● **WHAT IS BEING ASKED**
Gather every line in the material below that contains the string "sleeve", and copy each one in full.

[Pointing and labeling entries]
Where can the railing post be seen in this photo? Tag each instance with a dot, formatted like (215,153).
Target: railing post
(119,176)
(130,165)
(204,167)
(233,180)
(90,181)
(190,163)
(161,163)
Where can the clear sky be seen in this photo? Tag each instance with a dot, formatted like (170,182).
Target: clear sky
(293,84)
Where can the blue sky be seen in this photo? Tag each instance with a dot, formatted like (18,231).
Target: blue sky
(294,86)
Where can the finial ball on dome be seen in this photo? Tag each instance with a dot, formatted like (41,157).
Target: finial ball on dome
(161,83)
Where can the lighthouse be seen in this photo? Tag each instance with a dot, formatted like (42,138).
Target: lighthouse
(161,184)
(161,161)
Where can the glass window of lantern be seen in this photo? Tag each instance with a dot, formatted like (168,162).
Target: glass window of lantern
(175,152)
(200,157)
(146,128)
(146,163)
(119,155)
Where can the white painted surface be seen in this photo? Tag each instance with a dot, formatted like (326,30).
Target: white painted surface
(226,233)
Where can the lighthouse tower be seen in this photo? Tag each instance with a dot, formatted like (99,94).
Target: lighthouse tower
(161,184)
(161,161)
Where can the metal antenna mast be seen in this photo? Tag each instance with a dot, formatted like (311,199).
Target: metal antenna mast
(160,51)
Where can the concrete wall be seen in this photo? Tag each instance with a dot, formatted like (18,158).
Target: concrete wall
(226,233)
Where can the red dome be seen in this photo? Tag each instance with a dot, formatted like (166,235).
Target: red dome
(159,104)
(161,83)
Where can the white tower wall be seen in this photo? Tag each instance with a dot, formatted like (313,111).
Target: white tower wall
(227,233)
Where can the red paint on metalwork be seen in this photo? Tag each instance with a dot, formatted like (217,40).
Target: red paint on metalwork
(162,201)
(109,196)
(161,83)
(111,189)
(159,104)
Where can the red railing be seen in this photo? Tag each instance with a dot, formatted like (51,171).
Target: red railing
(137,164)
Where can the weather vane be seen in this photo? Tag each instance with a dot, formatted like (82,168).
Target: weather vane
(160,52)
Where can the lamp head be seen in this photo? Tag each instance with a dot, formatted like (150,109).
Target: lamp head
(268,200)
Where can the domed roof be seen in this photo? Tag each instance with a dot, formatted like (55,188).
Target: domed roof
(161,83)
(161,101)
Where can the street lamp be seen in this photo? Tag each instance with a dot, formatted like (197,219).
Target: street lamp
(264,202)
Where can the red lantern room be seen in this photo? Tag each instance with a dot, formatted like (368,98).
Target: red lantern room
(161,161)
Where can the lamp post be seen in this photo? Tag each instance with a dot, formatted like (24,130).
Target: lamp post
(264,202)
--
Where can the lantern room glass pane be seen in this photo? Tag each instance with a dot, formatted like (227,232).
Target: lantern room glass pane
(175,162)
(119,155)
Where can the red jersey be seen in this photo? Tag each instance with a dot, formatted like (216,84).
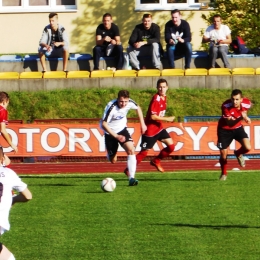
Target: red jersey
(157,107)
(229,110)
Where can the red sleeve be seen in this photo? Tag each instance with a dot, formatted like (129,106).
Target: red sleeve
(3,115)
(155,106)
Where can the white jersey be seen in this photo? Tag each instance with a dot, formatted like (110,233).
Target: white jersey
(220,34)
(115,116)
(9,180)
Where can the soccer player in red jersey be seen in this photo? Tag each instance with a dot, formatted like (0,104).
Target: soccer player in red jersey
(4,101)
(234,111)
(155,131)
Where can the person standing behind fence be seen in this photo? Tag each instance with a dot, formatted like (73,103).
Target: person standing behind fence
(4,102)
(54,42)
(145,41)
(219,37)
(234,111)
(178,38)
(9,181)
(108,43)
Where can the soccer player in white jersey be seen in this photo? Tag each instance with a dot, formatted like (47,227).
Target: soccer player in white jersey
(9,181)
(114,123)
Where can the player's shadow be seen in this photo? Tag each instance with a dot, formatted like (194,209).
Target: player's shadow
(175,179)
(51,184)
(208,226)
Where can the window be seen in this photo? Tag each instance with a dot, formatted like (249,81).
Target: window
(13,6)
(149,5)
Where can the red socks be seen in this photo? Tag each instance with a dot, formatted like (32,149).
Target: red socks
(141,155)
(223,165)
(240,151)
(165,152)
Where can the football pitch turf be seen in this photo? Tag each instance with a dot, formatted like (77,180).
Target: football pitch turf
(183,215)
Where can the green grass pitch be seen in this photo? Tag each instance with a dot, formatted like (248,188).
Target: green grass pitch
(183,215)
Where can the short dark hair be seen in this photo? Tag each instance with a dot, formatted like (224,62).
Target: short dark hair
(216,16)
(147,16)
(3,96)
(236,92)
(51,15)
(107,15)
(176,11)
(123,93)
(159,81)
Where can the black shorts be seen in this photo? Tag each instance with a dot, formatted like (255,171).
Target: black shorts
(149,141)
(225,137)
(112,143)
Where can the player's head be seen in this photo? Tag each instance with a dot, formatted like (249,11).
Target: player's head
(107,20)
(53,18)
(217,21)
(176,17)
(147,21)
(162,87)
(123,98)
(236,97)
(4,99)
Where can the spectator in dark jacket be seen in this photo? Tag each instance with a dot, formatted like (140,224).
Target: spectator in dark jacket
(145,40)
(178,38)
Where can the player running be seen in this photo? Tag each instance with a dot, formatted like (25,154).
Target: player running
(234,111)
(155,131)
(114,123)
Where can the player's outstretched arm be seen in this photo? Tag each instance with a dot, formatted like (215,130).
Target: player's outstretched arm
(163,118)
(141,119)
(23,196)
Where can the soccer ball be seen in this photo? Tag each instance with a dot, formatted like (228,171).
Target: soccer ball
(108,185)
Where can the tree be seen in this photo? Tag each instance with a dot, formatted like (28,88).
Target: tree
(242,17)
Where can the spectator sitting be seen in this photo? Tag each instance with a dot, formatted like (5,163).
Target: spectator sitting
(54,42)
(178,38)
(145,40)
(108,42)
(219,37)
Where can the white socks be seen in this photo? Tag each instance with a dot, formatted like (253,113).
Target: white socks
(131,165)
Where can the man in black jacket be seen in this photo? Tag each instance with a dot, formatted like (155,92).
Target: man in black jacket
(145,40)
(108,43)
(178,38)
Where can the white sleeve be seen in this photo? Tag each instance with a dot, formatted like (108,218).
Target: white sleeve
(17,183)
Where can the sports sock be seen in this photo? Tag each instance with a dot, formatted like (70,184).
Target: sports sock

● **WRITTEN ANSWER**
Where can the red sleeve be seen in this photo? Tag each instance with a dot, formatted like (129,106).
Target: red sleeve
Where can the white sleeve be seen in this photo? Tag each instance with a dot, formatted like (108,218).
Target: white sleeve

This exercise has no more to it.